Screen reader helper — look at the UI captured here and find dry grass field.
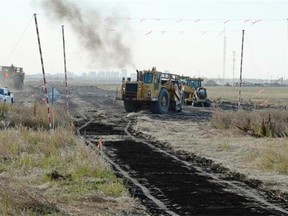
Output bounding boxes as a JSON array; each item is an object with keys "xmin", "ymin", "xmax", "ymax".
[
  {"xmin": 0, "ymin": 104, "xmax": 141, "ymax": 216},
  {"xmin": 207, "ymin": 86, "xmax": 288, "ymax": 106}
]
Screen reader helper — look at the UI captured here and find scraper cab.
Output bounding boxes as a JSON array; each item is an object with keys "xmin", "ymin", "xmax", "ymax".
[
  {"xmin": 181, "ymin": 77, "xmax": 210, "ymax": 107},
  {"xmin": 119, "ymin": 67, "xmax": 183, "ymax": 114}
]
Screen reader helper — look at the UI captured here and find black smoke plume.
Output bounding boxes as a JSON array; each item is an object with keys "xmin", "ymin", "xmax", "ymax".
[{"xmin": 41, "ymin": 0, "xmax": 133, "ymax": 68}]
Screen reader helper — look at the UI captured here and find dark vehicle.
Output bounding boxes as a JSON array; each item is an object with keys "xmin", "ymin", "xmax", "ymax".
[{"xmin": 0, "ymin": 65, "xmax": 25, "ymax": 90}]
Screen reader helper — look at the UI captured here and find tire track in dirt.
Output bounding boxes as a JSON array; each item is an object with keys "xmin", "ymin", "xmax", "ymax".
[{"xmin": 76, "ymin": 116, "xmax": 288, "ymax": 215}]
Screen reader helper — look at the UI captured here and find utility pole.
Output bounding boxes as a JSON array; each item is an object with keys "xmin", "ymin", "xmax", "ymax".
[
  {"xmin": 62, "ymin": 25, "xmax": 69, "ymax": 113},
  {"xmin": 223, "ymin": 22, "xmax": 226, "ymax": 81},
  {"xmin": 238, "ymin": 30, "xmax": 245, "ymax": 109},
  {"xmin": 232, "ymin": 51, "xmax": 236, "ymax": 83},
  {"xmin": 34, "ymin": 13, "xmax": 52, "ymax": 130}
]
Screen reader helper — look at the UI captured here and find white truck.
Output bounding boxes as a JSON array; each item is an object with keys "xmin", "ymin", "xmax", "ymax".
[{"xmin": 0, "ymin": 87, "xmax": 14, "ymax": 104}]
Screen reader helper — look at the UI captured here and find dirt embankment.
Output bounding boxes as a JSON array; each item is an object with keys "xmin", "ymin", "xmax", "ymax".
[{"xmin": 134, "ymin": 108, "xmax": 288, "ymax": 200}]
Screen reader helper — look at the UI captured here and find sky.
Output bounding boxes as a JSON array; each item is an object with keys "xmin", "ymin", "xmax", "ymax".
[{"xmin": 0, "ymin": 0, "xmax": 288, "ymax": 79}]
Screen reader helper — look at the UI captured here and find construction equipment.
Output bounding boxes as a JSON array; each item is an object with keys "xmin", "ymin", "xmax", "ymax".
[
  {"xmin": 118, "ymin": 67, "xmax": 183, "ymax": 114},
  {"xmin": 0, "ymin": 64, "xmax": 25, "ymax": 90},
  {"xmin": 180, "ymin": 76, "xmax": 210, "ymax": 107}
]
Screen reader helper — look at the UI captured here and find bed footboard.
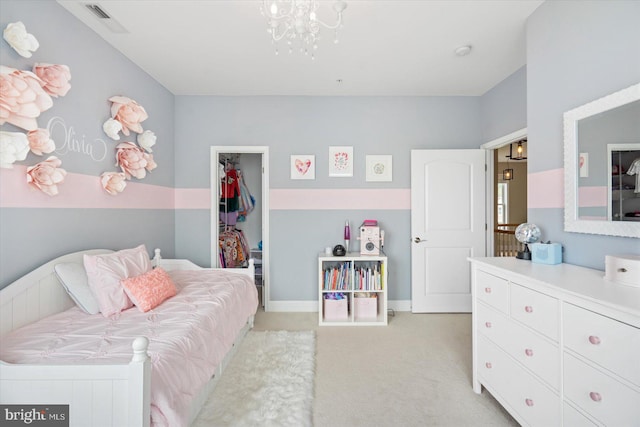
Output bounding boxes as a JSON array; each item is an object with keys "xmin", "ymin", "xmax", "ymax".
[{"xmin": 0, "ymin": 337, "xmax": 151, "ymax": 427}]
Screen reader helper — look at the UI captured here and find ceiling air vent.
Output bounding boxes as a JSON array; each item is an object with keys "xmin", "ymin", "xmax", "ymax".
[
  {"xmin": 85, "ymin": 3, "xmax": 129, "ymax": 33},
  {"xmin": 85, "ymin": 4, "xmax": 111, "ymax": 19}
]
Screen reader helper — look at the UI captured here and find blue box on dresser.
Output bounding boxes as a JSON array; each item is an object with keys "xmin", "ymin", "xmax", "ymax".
[{"xmin": 529, "ymin": 243, "xmax": 562, "ymax": 264}]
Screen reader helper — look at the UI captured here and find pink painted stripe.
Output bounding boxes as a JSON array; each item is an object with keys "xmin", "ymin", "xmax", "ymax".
[
  {"xmin": 175, "ymin": 188, "xmax": 211, "ymax": 209},
  {"xmin": 527, "ymin": 168, "xmax": 564, "ymax": 209},
  {"xmin": 578, "ymin": 187, "xmax": 608, "ymax": 208},
  {"xmin": 269, "ymin": 188, "xmax": 411, "ymax": 210},
  {"xmin": 0, "ymin": 165, "xmax": 175, "ymax": 209}
]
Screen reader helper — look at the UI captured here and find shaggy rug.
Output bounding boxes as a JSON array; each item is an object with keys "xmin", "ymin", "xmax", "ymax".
[{"xmin": 192, "ymin": 331, "xmax": 316, "ymax": 427}]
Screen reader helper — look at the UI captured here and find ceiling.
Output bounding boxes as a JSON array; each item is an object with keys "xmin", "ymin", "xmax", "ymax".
[{"xmin": 58, "ymin": 0, "xmax": 543, "ymax": 96}]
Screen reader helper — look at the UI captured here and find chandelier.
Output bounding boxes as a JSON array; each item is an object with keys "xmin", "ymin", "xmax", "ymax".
[{"xmin": 261, "ymin": 0, "xmax": 347, "ymax": 59}]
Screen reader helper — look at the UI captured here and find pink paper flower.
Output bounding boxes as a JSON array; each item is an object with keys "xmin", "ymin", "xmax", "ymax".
[
  {"xmin": 109, "ymin": 96, "xmax": 149, "ymax": 135},
  {"xmin": 100, "ymin": 172, "xmax": 127, "ymax": 196},
  {"xmin": 0, "ymin": 65, "xmax": 53, "ymax": 130},
  {"xmin": 116, "ymin": 142, "xmax": 153, "ymax": 179},
  {"xmin": 27, "ymin": 156, "xmax": 67, "ymax": 196},
  {"xmin": 33, "ymin": 64, "xmax": 71, "ymax": 98},
  {"xmin": 27, "ymin": 129, "xmax": 56, "ymax": 156}
]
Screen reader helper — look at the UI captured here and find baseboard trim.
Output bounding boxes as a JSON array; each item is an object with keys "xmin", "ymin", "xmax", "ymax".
[{"xmin": 269, "ymin": 300, "xmax": 411, "ymax": 313}]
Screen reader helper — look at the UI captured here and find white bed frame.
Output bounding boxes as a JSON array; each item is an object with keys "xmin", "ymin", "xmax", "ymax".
[{"xmin": 0, "ymin": 249, "xmax": 254, "ymax": 427}]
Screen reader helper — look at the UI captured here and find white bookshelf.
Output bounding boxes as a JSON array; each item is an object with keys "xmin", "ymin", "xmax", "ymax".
[{"xmin": 318, "ymin": 253, "xmax": 388, "ymax": 326}]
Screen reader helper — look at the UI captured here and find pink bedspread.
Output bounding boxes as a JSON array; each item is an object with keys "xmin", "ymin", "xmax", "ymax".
[{"xmin": 0, "ymin": 270, "xmax": 258, "ymax": 427}]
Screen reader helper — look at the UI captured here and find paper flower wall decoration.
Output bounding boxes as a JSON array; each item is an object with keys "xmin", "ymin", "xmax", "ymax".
[
  {"xmin": 109, "ymin": 96, "xmax": 149, "ymax": 136},
  {"xmin": 116, "ymin": 142, "xmax": 158, "ymax": 179},
  {"xmin": 138, "ymin": 130, "xmax": 156, "ymax": 153},
  {"xmin": 100, "ymin": 172, "xmax": 127, "ymax": 196},
  {"xmin": 33, "ymin": 64, "xmax": 71, "ymax": 98},
  {"xmin": 2, "ymin": 21, "xmax": 40, "ymax": 58},
  {"xmin": 27, "ymin": 156, "xmax": 67, "ymax": 196},
  {"xmin": 27, "ymin": 129, "xmax": 56, "ymax": 156},
  {"xmin": 102, "ymin": 119, "xmax": 122, "ymax": 141},
  {"xmin": 0, "ymin": 131, "xmax": 29, "ymax": 169},
  {"xmin": 0, "ymin": 65, "xmax": 53, "ymax": 130}
]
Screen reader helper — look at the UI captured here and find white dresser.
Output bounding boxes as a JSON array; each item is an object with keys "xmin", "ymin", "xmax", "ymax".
[{"xmin": 470, "ymin": 258, "xmax": 640, "ymax": 427}]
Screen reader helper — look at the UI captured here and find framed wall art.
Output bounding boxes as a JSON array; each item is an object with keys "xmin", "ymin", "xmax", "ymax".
[
  {"xmin": 329, "ymin": 147, "xmax": 353, "ymax": 177},
  {"xmin": 291, "ymin": 154, "xmax": 316, "ymax": 179},
  {"xmin": 366, "ymin": 155, "xmax": 393, "ymax": 182}
]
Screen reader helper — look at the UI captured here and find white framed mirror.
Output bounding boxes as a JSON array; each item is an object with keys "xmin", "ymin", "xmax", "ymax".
[{"xmin": 564, "ymin": 83, "xmax": 640, "ymax": 238}]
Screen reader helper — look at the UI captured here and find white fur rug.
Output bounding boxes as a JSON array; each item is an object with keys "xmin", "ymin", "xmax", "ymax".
[{"xmin": 192, "ymin": 331, "xmax": 316, "ymax": 427}]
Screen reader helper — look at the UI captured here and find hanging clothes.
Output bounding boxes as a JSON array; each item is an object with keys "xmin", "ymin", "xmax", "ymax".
[
  {"xmin": 237, "ymin": 170, "xmax": 256, "ymax": 222},
  {"xmin": 627, "ymin": 157, "xmax": 640, "ymax": 193},
  {"xmin": 220, "ymin": 163, "xmax": 240, "ymax": 225}
]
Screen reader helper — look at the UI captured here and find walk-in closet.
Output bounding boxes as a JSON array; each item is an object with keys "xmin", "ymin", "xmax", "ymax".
[{"xmin": 211, "ymin": 147, "xmax": 268, "ymax": 308}]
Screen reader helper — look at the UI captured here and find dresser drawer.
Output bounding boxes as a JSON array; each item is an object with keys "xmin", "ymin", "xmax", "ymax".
[
  {"xmin": 478, "ymin": 335, "xmax": 561, "ymax": 427},
  {"xmin": 563, "ymin": 303, "xmax": 640, "ymax": 388},
  {"xmin": 504, "ymin": 322, "xmax": 560, "ymax": 390},
  {"xmin": 562, "ymin": 403, "xmax": 599, "ymax": 427},
  {"xmin": 564, "ymin": 353, "xmax": 640, "ymax": 426},
  {"xmin": 476, "ymin": 303, "xmax": 511, "ymax": 349},
  {"xmin": 475, "ymin": 270, "xmax": 509, "ymax": 313},
  {"xmin": 510, "ymin": 283, "xmax": 560, "ymax": 341}
]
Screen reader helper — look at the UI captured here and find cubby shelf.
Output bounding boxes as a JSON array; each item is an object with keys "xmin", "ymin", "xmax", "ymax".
[{"xmin": 318, "ymin": 253, "xmax": 387, "ymax": 326}]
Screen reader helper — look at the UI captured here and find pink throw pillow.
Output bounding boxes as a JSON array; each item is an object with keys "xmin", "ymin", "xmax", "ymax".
[
  {"xmin": 83, "ymin": 245, "xmax": 151, "ymax": 317},
  {"xmin": 120, "ymin": 267, "xmax": 178, "ymax": 313}
]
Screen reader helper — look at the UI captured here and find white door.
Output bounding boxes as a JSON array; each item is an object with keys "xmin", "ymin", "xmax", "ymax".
[{"xmin": 411, "ymin": 150, "xmax": 486, "ymax": 313}]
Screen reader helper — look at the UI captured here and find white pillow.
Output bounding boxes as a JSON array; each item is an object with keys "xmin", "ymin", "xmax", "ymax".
[
  {"xmin": 53, "ymin": 262, "xmax": 100, "ymax": 314},
  {"xmin": 83, "ymin": 245, "xmax": 151, "ymax": 317}
]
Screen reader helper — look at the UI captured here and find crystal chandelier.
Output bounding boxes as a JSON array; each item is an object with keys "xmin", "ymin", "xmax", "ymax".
[{"xmin": 261, "ymin": 0, "xmax": 347, "ymax": 59}]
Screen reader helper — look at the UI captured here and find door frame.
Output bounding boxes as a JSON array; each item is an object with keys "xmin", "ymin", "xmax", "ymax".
[
  {"xmin": 480, "ymin": 128, "xmax": 528, "ymax": 256},
  {"xmin": 210, "ymin": 145, "xmax": 271, "ymax": 311}
]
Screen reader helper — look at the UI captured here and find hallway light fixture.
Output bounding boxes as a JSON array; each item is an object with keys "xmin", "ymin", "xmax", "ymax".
[
  {"xmin": 505, "ymin": 139, "xmax": 527, "ymax": 160},
  {"xmin": 260, "ymin": 0, "xmax": 347, "ymax": 59},
  {"xmin": 502, "ymin": 165, "xmax": 513, "ymax": 181}
]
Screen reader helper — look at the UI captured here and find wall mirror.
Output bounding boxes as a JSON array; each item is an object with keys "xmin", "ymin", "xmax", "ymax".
[{"xmin": 564, "ymin": 84, "xmax": 640, "ymax": 238}]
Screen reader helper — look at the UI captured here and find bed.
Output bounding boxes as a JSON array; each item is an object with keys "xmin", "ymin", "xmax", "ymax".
[{"xmin": 0, "ymin": 249, "xmax": 258, "ymax": 427}]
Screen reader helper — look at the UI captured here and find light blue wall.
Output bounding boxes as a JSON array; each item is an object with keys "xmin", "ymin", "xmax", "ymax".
[
  {"xmin": 0, "ymin": 0, "xmax": 174, "ymax": 288},
  {"xmin": 480, "ymin": 66, "xmax": 527, "ymax": 142},
  {"xmin": 527, "ymin": 1, "xmax": 640, "ymax": 269},
  {"xmin": 175, "ymin": 96, "xmax": 482, "ymax": 301}
]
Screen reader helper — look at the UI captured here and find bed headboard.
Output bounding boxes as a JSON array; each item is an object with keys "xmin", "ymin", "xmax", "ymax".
[{"xmin": 0, "ymin": 249, "xmax": 113, "ymax": 336}]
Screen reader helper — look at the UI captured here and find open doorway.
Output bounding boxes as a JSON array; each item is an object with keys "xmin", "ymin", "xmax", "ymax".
[
  {"xmin": 482, "ymin": 128, "xmax": 528, "ymax": 257},
  {"xmin": 210, "ymin": 146, "xmax": 269, "ymax": 311}
]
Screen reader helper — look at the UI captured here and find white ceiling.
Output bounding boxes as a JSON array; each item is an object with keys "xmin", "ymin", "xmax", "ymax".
[{"xmin": 58, "ymin": 0, "xmax": 543, "ymax": 96}]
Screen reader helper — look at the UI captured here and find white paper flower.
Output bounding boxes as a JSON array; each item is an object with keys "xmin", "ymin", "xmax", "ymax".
[
  {"xmin": 0, "ymin": 131, "xmax": 30, "ymax": 169},
  {"xmin": 102, "ymin": 119, "xmax": 122, "ymax": 141},
  {"xmin": 2, "ymin": 21, "xmax": 40, "ymax": 58},
  {"xmin": 138, "ymin": 130, "xmax": 156, "ymax": 153}
]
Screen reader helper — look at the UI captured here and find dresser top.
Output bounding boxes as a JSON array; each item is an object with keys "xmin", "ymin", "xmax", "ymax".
[{"xmin": 469, "ymin": 257, "xmax": 640, "ymax": 317}]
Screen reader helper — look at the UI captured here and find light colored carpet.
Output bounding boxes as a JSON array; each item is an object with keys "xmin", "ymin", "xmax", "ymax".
[
  {"xmin": 254, "ymin": 311, "xmax": 518, "ymax": 427},
  {"xmin": 192, "ymin": 331, "xmax": 316, "ymax": 427}
]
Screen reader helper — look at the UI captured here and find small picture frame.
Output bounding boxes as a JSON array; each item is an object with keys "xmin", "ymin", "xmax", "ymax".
[
  {"xmin": 291, "ymin": 154, "xmax": 316, "ymax": 179},
  {"xmin": 329, "ymin": 146, "xmax": 353, "ymax": 177},
  {"xmin": 366, "ymin": 154, "xmax": 393, "ymax": 182}
]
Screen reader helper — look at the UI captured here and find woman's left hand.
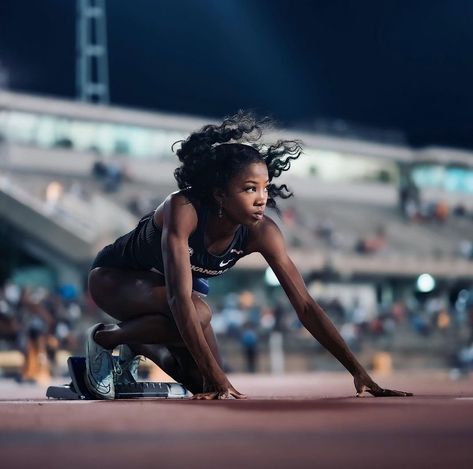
+--
Directions for this task: Count the lines above that contain the word "blue", and give only the number.

Finished answer: 2